__Cosa fare__
**A.** Ricopia senza modifiche la parte del testo sul bollo auto che comincia con le parole contenenti "Il suo versamento" e termina con "sulle tasse automobilistiche.".
**B.** Secondo il testo sul bollo auto, quando è nato questo tributo?
**C.** Prosegui il testo sul bollo auto a partire dall'ultima frase riportata.

__Segmento del documento__
I cittadini residenti in Italia si trovano a fare i conti ogni anno con il pagamento di un tributo che viene considerato a dir poco scomodo dalla gran parte degli utenti della strada. Stiamo parlando del bollo auto, un tempo denominato tassa di circolazione, il cui pagamento può essere ottemperato sia presso gli uffici dell’Aci che dal tabaccaio oppure nelle agenzie dedicate. Che cosa identifica nello specifico la dicitura ‘bollo auto’? Si tratta in buona sostanza di un tributo locale che va a insistere su auto e motoveicoli immatricolati in Italia.
Il suo versamento è a favore degli enti regionali di residenza, che poi reinvestono il denaro in opere diverse (in primis il ripristino delle strade danneggiate). Il bollo auto è nato nel febbraio del 1952 e, come accennato, un tempo era detto tassa di circolazione. La sua genesi è avvenuta nell’ambito di un progetto che prevedeva la raccolta – da parte del Governo – delle varie disposizioni di legge in materia di tasse automobilistiche. Fu con il DPR (decreto del Presidente della Repubblica) 39 del 1953 che venne ufficialmente approvato il bollo auto: si trattava del Testo unico delle leggi sulle tasse automobilistiche.

__Dati di partenza__
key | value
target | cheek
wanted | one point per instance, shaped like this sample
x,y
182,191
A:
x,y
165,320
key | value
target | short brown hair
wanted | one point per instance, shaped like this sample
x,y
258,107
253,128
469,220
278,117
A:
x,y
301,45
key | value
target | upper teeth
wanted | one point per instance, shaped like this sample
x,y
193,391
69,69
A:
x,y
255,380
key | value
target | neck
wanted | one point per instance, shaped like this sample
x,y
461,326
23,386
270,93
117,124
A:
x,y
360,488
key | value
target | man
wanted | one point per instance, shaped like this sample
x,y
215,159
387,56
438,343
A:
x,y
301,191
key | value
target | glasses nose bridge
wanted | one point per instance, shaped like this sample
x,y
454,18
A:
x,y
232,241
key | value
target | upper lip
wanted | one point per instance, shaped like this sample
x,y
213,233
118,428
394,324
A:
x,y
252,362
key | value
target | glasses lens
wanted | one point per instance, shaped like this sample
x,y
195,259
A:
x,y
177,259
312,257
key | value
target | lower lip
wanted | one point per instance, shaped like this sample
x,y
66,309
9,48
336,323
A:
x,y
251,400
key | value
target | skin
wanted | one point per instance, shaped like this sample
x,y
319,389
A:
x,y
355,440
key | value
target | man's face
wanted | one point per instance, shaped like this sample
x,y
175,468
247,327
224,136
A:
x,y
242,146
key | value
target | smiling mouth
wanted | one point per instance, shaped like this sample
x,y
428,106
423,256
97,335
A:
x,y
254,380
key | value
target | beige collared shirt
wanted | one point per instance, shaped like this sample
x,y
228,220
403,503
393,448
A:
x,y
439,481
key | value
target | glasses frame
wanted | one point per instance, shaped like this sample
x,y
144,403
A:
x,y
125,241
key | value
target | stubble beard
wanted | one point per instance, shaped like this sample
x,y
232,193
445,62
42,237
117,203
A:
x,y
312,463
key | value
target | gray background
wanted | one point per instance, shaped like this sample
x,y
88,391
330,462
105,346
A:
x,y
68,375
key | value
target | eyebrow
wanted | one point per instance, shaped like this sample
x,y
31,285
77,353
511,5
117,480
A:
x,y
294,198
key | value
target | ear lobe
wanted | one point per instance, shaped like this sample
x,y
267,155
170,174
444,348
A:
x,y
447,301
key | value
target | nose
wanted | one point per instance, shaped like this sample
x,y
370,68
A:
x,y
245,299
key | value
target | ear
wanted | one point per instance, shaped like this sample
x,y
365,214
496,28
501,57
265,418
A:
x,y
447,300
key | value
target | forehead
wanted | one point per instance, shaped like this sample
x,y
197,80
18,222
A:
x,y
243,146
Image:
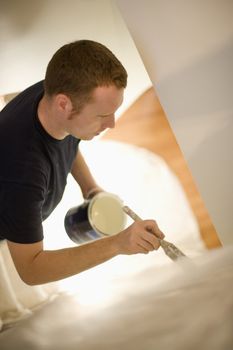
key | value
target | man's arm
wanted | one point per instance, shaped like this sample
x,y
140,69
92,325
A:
x,y
83,176
37,266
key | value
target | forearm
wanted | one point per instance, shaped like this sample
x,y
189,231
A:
x,y
54,265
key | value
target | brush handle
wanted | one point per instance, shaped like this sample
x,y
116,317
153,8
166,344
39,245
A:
x,y
169,248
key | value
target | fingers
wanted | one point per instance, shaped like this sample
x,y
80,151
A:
x,y
152,227
148,236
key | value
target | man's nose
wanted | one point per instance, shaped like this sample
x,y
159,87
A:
x,y
110,122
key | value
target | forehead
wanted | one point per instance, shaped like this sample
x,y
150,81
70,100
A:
x,y
108,97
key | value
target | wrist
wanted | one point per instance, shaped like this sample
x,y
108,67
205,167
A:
x,y
92,192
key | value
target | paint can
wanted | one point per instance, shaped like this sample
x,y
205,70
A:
x,y
98,217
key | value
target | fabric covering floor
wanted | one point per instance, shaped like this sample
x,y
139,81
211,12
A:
x,y
134,301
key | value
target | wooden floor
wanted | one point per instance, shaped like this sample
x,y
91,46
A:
x,y
145,124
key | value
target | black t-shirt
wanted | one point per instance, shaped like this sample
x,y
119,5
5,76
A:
x,y
33,168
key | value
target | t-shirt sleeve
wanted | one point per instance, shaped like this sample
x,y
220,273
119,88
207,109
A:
x,y
21,213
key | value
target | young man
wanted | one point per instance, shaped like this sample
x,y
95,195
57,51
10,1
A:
x,y
40,131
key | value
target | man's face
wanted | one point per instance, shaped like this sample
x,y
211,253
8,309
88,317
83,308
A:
x,y
97,115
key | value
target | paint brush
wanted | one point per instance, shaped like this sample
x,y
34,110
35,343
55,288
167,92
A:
x,y
169,248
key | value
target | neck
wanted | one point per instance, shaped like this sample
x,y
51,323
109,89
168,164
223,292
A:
x,y
49,119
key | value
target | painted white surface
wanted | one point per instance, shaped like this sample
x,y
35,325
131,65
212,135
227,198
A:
x,y
187,48
31,31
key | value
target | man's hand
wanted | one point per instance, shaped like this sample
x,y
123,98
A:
x,y
140,237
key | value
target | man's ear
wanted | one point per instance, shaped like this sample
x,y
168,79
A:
x,y
63,103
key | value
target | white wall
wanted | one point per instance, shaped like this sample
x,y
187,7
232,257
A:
x,y
31,31
187,48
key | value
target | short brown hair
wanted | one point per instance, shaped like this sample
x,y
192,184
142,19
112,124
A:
x,y
79,67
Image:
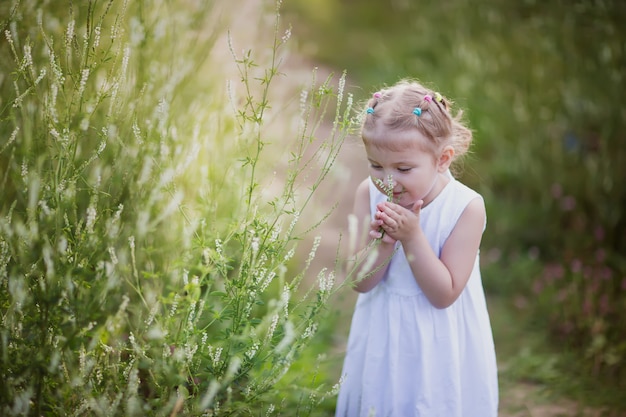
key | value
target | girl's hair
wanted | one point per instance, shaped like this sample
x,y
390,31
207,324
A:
x,y
409,106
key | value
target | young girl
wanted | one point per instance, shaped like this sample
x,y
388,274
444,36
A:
x,y
420,342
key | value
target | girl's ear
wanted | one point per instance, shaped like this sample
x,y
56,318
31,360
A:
x,y
445,158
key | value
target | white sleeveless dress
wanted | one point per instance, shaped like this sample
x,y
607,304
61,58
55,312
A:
x,y
406,358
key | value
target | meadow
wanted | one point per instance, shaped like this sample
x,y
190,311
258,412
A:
x,y
170,221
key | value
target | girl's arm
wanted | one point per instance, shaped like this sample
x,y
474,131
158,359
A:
x,y
443,279
372,270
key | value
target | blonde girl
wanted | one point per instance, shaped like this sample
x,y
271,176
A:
x,y
420,343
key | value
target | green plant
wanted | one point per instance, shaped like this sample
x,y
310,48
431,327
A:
x,y
144,267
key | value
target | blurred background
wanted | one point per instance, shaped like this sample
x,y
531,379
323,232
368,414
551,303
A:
x,y
542,86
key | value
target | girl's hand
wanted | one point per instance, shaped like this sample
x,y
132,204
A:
x,y
377,232
397,222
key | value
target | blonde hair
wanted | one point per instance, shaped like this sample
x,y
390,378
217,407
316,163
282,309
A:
x,y
394,109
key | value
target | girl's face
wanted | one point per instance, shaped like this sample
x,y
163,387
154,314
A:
x,y
417,173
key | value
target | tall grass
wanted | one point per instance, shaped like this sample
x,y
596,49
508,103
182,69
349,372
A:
x,y
146,250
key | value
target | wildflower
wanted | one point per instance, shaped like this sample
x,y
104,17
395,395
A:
x,y
287,35
96,38
114,260
83,81
255,245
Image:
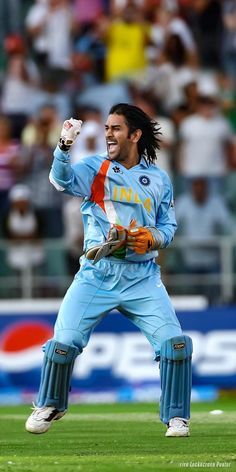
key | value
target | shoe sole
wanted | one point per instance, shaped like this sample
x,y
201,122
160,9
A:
x,y
177,435
33,430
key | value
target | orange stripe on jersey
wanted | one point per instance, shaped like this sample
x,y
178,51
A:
x,y
98,185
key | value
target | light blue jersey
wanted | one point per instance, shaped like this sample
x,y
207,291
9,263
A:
x,y
116,195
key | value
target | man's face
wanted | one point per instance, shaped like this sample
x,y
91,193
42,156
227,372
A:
x,y
117,138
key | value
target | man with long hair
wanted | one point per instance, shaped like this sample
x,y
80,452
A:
x,y
128,215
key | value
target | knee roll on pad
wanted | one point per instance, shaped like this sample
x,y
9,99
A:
x,y
176,377
56,374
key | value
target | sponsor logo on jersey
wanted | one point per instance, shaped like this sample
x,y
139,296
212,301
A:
x,y
117,170
144,180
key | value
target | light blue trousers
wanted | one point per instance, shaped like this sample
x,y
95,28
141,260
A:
x,y
135,289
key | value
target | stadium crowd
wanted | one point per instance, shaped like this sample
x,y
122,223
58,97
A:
x,y
174,59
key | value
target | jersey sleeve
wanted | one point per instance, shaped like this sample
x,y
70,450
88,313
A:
x,y
74,179
166,221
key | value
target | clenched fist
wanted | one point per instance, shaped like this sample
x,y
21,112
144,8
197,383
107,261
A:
x,y
70,130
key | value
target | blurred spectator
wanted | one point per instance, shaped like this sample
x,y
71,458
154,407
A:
x,y
126,38
40,138
10,21
228,98
205,138
205,20
91,141
230,184
103,96
166,21
167,77
44,128
22,229
11,163
49,24
87,12
19,84
201,218
229,38
88,57
74,233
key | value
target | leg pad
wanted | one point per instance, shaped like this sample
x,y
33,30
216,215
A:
x,y
176,378
56,374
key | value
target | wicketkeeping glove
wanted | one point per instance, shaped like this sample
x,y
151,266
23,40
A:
x,y
140,240
116,240
70,130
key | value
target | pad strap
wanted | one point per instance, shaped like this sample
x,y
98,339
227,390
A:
x,y
176,378
56,374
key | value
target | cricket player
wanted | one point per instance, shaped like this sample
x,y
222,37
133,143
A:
x,y
128,215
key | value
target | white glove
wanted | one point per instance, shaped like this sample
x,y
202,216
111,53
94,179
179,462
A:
x,y
70,130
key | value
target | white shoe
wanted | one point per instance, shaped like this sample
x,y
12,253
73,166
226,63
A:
x,y
178,427
41,419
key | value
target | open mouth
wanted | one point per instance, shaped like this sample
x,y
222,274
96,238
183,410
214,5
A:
x,y
111,146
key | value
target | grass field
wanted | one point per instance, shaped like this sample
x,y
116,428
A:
x,y
119,438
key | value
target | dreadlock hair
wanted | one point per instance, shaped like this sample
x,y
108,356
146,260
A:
x,y
136,118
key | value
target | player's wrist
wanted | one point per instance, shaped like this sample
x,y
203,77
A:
x,y
63,146
157,239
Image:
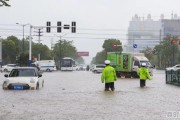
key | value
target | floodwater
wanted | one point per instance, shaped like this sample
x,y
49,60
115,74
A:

__Soluzioni__
**A.**
Il suo versamento è a favore degli enti regionali di residenza, che poi reinvestono il denaro in opere diverse (in primis il ripristino delle strade danneggiate). Il bollo auto è nato nel febbraio del 1952 e, come accennato, un tempo era detto tassa di circolazione. La sua genesi è avvenuta nell’ambito di un progetto che prevedeva la raccolta – da parte del Governo – delle varie disposizioni di legge in materia di tasse automobilistiche. Fu con il DPR (decreto del Presidente della Repubblica) 39 del 1953 che venne ufficialmente approvato il bollo auto: si trattava del Testo unico delle leggi sulle tasse automobilistiche.

**B.** Nel febbraio del 1952.

**C.**
A volere fortemente tale tributo era stato l’allora Presidente della Repubblica Luigi Einaudi, assieme al premier Alcide De Gasperi. Il testo fu poi riformato due anni dopo, visto che era emersa la necessità da parte dello Stato di incamerare parte del denaro necessario per provvedere alla realizzazione delle autostrade. Siamo nel 1955 e la norma resterà invariata fino al 1982, quando venne introdotta la tassa di possesso. Che cosa implica? Che il tributo è dovuto anche nel caso in cui l’automobile o il motoveicolo non risultino essere circolanti. Arriva il primo gennaio del 1999 e le competenze relative alla riscossione dei pagamenti vengono delegate alle regioni grazie alla legge 449 del 1997. L’obiettivo è quello di andare a incentivare in questo modo gli investimenti sui territori. Infine, arriviamo al 2000 quando è avvenuta l’introduzione dell’esenzione per veicoli che risultino essere stati immatricolati da oltre 30 anni. Per capire come fare il calcolo del bollo auto e quindi scoprire quale sia la cifra da corrispondere in relazione alla propria vettura si può ricorrere ad alcuni tool digitali, che sono messi gratuitamente a disposizione degli utenti dai vari enti competenti.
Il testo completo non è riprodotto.